- Goal of the exercise
Format every line of the records below as a Markdown table with two columns, Row and Line, numbering the rows and leaving out blank lines.
◇ ◇ ◇ ◇
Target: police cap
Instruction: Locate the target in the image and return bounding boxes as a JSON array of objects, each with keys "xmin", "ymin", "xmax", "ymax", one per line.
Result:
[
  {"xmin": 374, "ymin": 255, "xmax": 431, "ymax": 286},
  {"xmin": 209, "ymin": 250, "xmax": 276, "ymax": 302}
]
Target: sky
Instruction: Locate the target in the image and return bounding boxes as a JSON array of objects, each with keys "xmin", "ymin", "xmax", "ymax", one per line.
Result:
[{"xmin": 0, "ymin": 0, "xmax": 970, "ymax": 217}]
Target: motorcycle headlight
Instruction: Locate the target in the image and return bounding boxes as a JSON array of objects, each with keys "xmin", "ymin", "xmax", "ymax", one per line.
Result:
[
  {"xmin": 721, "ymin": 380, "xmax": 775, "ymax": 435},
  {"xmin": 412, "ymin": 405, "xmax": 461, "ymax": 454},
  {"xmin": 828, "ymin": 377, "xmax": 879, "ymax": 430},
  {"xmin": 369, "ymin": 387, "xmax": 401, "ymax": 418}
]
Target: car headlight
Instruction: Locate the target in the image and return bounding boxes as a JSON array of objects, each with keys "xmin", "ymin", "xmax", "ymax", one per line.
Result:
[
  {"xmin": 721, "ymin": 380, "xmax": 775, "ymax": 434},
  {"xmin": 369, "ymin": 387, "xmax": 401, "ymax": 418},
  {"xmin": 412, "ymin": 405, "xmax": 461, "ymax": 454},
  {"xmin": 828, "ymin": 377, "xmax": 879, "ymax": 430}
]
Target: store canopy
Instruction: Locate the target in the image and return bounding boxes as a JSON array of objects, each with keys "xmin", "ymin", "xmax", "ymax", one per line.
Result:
◇ ◇ ◇ ◇
- Written answer
| Row | Line |
|---|---|
| 1 | Target: police cap |
| 2 | Instruction: Locate the target in the image and return bounding boxes as a JSON array of objects, each with keys "xmin", "ymin", "xmax", "ymax", one per line. |
| 3 | Result: |
| 4 | [ |
| 5 |   {"xmin": 374, "ymin": 255, "xmax": 431, "ymax": 286}, |
| 6 |   {"xmin": 209, "ymin": 250, "xmax": 276, "ymax": 302} |
| 7 | ] |
| 8 | Target: sky |
| 9 | Instruction: Locate the target in the image and return bounding boxes as a JSON array of objects, each with keys "xmin", "ymin", "xmax", "ymax", one per line. |
| 10 | Result: |
| 11 | [{"xmin": 0, "ymin": 0, "xmax": 970, "ymax": 217}] |
| 12 | Target: motorcycle headlight |
| 13 | Instruction: Locate the target in the image and return bounding boxes as a JSON array of objects, each with keys "xmin", "ymin", "xmax", "ymax", one per line. |
| 14 | Result: |
| 15 | [ |
| 16 |   {"xmin": 721, "ymin": 380, "xmax": 775, "ymax": 435}, |
| 17 |   {"xmin": 412, "ymin": 405, "xmax": 461, "ymax": 454}, |
| 18 |   {"xmin": 828, "ymin": 377, "xmax": 879, "ymax": 430}, |
| 19 |   {"xmin": 369, "ymin": 387, "xmax": 401, "ymax": 418} |
| 20 | ] |
| 21 | Target: car headlight |
| 22 | Instruction: Locate the target in the image and return bounding boxes as a JSON array of objects, each with keys "xmin", "ymin", "xmax", "ymax", one per line. |
| 23 | Result: |
| 24 | [ |
| 25 |   {"xmin": 721, "ymin": 380, "xmax": 775, "ymax": 434}, |
| 26 |   {"xmin": 369, "ymin": 387, "xmax": 401, "ymax": 418}, |
| 27 |   {"xmin": 412, "ymin": 405, "xmax": 461, "ymax": 454}, |
| 28 |   {"xmin": 828, "ymin": 377, "xmax": 879, "ymax": 430} |
| 29 | ] |
| 30 | Target: store canopy |
| 31 | Instruction: Locate the target in the image and return bounding boxes as a JSON array of objects, each with keys "xmin", "ymin", "xmax", "ymax", one per line. |
| 32 | Result: |